◆ GOAL OF THE EXERCISE
Which lines in the data below contain the string "floodlight"? Identify each one and copy it out in full, treating uppercase and lowercase letters as distinct.

◆ INPUT DATA

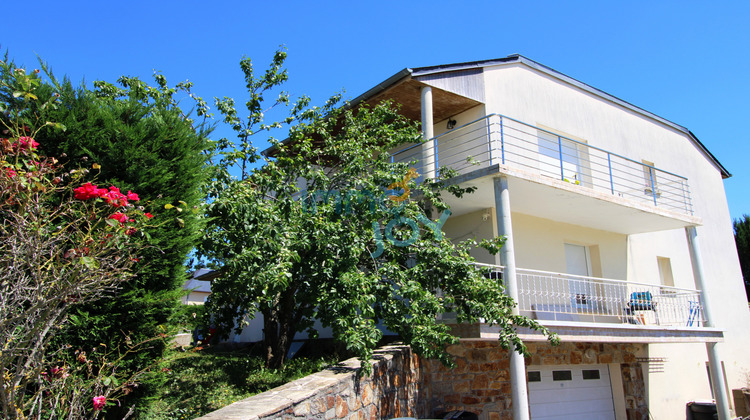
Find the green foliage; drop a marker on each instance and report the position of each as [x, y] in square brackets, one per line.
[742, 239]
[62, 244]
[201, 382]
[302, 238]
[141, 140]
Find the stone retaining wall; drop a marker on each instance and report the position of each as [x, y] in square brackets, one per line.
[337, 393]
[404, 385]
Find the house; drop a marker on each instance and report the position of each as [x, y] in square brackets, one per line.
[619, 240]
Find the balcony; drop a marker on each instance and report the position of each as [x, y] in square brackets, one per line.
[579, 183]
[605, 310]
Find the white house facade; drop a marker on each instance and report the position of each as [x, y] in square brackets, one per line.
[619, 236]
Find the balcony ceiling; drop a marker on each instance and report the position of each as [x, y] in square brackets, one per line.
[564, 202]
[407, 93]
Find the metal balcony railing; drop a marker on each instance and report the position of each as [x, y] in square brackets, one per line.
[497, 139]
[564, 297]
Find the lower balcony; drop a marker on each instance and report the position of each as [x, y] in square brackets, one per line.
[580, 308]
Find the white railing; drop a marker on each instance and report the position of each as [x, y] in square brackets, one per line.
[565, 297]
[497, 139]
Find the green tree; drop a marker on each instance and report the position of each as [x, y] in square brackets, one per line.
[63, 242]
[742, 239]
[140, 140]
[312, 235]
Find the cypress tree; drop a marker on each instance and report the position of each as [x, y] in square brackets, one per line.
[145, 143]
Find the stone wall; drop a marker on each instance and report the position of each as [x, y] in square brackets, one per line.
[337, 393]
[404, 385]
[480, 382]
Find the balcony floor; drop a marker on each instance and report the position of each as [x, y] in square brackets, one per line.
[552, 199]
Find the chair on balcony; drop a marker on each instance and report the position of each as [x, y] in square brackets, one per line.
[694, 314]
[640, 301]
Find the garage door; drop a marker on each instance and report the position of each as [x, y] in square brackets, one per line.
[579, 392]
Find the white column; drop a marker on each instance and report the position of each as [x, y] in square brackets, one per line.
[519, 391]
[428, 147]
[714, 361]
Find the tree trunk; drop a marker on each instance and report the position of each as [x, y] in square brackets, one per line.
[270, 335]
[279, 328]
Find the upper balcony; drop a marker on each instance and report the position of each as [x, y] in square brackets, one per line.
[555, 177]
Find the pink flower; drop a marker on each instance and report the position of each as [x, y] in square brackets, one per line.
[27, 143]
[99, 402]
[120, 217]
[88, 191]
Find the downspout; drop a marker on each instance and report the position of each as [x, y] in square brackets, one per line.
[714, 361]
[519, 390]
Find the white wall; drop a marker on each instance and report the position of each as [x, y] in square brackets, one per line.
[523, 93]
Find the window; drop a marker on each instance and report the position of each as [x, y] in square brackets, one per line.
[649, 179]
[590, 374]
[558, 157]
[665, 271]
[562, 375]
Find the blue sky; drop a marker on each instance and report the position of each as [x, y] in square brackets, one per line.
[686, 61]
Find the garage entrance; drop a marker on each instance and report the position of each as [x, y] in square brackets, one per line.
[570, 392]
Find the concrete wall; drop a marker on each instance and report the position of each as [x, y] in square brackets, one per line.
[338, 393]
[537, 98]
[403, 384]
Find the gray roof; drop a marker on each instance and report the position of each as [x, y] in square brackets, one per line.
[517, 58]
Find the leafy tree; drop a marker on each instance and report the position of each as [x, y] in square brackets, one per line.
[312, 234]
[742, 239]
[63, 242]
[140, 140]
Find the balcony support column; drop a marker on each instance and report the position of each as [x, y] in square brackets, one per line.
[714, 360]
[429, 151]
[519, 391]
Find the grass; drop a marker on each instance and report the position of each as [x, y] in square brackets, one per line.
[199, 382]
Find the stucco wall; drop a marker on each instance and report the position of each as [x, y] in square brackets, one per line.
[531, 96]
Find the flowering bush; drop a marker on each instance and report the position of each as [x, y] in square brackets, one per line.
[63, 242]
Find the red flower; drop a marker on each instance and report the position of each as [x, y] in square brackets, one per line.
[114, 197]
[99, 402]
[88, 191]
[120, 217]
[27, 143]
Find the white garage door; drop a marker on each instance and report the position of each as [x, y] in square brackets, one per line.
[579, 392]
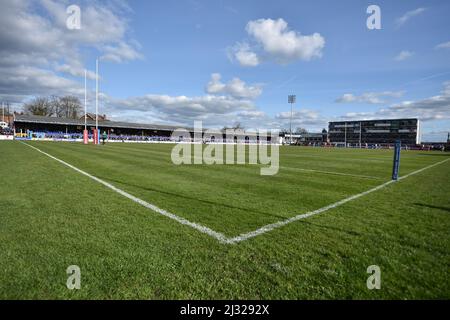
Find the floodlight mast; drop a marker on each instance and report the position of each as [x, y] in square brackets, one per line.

==

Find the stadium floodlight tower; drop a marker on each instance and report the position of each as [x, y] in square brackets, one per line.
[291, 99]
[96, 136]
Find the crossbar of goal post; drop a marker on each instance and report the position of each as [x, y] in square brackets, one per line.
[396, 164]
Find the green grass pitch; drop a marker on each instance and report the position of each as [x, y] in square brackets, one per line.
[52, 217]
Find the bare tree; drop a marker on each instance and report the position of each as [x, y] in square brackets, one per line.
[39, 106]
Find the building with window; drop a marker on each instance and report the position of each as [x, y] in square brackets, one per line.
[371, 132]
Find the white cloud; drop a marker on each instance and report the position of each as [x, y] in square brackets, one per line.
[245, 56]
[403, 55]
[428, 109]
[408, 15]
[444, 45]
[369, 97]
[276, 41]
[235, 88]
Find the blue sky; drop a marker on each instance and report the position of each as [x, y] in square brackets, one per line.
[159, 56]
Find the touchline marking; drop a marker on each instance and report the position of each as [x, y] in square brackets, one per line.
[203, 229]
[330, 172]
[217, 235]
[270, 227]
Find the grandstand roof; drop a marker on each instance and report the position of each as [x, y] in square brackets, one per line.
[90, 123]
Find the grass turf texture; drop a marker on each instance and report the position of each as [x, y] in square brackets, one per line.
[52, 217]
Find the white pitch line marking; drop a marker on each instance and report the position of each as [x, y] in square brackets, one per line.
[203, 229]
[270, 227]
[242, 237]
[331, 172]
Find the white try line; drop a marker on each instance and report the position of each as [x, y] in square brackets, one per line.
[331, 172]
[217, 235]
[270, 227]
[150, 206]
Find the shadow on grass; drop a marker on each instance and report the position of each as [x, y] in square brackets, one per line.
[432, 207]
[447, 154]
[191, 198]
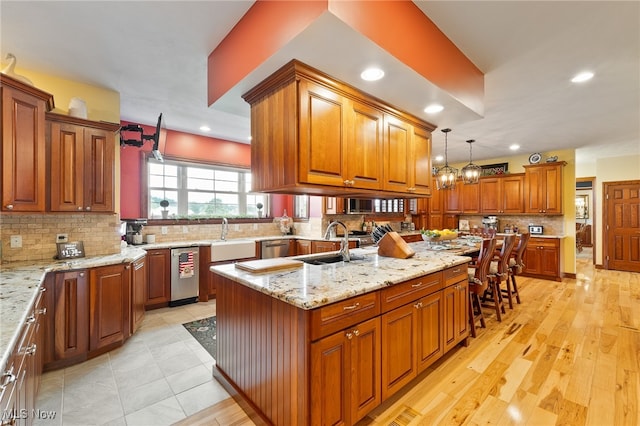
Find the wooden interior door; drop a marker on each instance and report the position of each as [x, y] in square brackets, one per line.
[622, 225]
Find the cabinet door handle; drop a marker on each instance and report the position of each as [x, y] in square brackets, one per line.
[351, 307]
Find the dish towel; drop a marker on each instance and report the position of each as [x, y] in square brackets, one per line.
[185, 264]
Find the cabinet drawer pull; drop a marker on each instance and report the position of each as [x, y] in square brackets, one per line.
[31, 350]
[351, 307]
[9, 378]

...

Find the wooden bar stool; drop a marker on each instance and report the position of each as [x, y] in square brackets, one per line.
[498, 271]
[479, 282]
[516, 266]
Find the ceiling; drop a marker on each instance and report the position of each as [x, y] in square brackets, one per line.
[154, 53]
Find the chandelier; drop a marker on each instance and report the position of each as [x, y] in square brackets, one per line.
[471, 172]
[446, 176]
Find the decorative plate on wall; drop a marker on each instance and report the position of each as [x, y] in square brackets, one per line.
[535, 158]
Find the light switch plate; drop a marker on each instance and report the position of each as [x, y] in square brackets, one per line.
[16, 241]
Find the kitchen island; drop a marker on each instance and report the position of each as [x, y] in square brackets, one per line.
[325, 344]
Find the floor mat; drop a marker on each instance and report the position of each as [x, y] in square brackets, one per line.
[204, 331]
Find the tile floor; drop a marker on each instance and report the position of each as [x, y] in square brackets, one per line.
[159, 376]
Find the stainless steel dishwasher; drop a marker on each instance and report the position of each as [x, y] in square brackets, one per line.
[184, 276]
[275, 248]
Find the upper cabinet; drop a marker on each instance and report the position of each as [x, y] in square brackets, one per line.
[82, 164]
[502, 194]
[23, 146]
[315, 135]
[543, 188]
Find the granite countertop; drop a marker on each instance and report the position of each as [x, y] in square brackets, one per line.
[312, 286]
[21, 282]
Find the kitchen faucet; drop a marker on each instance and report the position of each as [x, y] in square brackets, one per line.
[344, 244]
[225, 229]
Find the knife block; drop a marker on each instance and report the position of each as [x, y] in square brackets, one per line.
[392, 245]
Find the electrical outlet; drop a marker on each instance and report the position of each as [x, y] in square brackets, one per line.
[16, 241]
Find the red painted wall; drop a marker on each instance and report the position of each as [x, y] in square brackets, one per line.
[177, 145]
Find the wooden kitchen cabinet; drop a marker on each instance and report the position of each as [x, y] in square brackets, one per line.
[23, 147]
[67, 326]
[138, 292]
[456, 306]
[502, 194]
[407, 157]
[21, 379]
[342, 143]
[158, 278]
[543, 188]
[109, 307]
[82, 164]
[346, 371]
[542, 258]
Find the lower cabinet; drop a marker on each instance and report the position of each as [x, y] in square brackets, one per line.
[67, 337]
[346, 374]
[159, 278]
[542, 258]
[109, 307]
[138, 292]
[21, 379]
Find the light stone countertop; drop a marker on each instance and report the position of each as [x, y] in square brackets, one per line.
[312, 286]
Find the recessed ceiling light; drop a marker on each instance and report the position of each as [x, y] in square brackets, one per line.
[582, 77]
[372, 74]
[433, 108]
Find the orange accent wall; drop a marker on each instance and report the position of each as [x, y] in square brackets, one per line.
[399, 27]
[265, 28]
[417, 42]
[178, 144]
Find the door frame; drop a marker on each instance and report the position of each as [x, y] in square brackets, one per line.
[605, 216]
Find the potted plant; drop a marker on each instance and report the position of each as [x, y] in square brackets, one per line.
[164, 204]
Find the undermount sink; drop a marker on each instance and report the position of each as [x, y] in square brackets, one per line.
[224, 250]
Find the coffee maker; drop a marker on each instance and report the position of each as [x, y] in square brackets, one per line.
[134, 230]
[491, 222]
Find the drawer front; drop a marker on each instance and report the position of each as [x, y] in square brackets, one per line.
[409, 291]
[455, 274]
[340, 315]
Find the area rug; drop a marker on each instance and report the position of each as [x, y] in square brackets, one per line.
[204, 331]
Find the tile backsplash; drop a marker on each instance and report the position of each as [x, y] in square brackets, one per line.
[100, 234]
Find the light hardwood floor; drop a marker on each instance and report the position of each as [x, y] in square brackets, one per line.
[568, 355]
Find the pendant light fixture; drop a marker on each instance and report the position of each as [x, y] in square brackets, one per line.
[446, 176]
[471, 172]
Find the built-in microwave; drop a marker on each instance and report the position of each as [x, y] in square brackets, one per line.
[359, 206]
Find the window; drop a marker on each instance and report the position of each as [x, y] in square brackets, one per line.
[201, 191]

◆ SOLVED EXERCISE
Find the floodlight mast; drop a marker on each instance and report the position of each as [x, y] in square brackets, one per line.
Find the stadium floodlight tower; drop a marker on each instance and report the position of each as [x, y] in square brackets, one per line.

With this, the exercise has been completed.